#### About this task:
Print exactly the lines from the line with "Question. Indicate a point on each instance of the white vent" to the last line of the data, please, both included.

___

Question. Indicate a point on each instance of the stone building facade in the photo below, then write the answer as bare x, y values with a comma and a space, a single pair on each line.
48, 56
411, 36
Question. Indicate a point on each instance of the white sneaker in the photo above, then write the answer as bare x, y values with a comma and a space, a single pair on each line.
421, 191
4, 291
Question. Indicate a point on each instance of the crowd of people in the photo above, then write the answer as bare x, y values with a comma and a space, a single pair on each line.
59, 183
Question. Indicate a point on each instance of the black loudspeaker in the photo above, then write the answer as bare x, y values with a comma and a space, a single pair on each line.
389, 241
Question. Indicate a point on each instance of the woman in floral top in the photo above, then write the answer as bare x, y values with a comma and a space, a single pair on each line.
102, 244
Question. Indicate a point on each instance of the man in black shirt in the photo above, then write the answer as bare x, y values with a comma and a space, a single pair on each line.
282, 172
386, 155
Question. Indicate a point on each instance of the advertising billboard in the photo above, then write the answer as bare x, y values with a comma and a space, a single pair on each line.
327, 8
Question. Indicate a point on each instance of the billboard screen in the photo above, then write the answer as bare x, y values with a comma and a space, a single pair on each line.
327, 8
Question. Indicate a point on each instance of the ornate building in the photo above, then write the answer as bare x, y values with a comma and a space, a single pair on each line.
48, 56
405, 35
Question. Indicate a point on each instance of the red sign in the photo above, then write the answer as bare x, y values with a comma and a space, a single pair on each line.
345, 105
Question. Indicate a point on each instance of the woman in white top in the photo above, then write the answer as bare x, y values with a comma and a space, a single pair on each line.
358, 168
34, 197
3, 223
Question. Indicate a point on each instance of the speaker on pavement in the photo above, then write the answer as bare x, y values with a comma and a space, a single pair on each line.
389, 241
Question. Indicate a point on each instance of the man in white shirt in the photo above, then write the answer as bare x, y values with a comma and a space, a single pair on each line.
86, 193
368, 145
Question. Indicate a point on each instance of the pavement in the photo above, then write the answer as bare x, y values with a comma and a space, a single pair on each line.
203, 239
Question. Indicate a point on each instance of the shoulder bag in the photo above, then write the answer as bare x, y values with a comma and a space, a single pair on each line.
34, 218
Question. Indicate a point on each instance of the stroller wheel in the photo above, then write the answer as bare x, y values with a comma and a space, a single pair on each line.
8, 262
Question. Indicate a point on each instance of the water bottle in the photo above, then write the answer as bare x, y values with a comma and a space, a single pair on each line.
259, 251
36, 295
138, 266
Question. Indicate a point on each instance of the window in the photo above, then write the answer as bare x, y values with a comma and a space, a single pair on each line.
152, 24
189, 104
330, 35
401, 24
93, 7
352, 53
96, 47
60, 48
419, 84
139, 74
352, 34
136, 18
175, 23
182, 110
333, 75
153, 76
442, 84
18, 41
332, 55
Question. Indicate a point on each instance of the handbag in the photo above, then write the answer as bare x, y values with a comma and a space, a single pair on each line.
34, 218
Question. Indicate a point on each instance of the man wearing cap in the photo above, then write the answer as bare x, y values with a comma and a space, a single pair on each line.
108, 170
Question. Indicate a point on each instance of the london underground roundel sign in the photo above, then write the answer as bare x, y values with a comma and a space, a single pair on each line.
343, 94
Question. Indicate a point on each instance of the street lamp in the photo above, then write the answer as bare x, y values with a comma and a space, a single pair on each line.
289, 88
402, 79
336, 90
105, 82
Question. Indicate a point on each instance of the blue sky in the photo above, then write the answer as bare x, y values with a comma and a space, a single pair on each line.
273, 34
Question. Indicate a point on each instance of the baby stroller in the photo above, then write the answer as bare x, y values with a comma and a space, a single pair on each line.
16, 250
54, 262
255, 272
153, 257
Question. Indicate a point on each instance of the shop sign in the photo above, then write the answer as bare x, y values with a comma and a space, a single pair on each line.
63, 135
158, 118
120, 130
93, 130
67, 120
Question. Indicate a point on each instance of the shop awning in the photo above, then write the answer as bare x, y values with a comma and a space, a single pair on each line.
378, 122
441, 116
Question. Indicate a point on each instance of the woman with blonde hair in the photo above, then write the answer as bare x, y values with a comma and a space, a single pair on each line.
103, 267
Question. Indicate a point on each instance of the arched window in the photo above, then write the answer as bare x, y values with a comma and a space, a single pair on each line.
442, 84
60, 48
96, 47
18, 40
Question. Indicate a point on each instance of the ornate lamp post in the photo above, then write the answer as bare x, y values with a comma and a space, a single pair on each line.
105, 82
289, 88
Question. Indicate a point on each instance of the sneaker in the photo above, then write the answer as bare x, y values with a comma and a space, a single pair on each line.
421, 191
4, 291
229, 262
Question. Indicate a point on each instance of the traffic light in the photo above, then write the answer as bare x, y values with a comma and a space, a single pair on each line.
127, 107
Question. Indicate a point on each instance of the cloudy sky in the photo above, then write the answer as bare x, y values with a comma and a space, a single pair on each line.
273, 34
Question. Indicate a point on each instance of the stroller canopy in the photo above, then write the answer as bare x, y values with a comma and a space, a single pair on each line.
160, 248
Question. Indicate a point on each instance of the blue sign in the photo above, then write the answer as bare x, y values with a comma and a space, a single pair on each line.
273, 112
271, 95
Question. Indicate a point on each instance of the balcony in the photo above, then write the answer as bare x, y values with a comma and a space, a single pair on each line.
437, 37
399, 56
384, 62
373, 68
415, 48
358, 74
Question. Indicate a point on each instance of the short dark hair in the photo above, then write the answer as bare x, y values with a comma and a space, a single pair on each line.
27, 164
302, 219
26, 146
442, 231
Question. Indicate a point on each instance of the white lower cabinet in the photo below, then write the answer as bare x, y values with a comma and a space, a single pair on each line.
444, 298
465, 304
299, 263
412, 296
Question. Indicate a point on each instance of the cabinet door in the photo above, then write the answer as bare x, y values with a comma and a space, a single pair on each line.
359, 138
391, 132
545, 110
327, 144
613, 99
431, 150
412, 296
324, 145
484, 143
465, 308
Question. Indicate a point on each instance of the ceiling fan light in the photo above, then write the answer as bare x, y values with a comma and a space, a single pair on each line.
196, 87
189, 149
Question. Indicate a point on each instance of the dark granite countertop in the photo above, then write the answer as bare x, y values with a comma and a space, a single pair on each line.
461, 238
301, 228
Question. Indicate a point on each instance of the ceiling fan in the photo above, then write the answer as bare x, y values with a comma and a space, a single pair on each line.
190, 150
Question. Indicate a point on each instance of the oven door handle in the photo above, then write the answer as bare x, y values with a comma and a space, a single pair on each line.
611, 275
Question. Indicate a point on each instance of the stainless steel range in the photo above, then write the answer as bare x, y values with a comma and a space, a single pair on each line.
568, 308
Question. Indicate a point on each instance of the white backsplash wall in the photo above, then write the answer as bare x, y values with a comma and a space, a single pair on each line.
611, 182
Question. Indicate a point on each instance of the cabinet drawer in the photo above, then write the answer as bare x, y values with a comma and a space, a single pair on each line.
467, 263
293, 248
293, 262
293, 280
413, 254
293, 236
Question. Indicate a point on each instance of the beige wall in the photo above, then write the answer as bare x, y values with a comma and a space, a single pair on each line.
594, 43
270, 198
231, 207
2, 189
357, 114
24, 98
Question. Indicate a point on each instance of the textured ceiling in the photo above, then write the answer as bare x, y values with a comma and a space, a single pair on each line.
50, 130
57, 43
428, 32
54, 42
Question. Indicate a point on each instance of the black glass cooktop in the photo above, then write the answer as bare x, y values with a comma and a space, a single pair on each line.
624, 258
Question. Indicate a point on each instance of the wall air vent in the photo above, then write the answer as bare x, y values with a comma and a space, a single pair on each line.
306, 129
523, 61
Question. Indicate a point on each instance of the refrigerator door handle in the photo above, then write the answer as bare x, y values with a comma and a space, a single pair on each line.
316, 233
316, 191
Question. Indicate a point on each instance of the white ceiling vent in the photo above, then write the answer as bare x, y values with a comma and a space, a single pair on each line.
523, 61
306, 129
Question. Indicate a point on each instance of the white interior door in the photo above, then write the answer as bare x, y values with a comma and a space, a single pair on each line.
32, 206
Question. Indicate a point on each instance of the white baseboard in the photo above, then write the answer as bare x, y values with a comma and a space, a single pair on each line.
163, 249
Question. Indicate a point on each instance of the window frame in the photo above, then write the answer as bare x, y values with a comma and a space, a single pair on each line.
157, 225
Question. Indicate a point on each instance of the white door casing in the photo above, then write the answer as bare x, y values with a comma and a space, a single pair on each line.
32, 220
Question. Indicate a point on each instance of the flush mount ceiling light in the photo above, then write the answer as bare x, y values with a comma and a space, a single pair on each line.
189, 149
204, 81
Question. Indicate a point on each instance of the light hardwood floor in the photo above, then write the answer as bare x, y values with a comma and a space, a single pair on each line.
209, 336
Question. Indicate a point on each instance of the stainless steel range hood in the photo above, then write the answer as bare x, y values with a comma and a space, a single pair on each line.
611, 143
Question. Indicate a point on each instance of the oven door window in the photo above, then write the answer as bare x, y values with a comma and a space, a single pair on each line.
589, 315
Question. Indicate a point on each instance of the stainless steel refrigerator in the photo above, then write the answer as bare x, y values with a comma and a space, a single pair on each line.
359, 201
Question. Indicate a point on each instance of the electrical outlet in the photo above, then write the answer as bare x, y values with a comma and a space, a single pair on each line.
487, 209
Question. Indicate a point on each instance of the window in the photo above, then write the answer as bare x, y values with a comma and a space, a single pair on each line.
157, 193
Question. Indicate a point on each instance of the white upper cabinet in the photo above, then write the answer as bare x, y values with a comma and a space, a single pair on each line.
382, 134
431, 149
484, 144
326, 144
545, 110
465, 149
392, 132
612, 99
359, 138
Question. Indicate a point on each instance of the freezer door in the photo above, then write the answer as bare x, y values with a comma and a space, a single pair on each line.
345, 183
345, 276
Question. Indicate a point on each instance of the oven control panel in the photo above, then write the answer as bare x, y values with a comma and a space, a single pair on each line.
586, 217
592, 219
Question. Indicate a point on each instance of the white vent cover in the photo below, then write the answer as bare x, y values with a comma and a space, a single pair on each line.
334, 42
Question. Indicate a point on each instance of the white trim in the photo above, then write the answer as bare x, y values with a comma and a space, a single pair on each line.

___

#### Solved exercise:
Question. Indicate a point on each instance of the white vent cover in the photo below, then write the answer as bare x, y values with a comma and a space, a single pair on each line.
334, 42
Question. Indicate a point on each instance of the white trim in the photo above, then write the answer as bare x, y values with a comma and a space, a single pair on each line.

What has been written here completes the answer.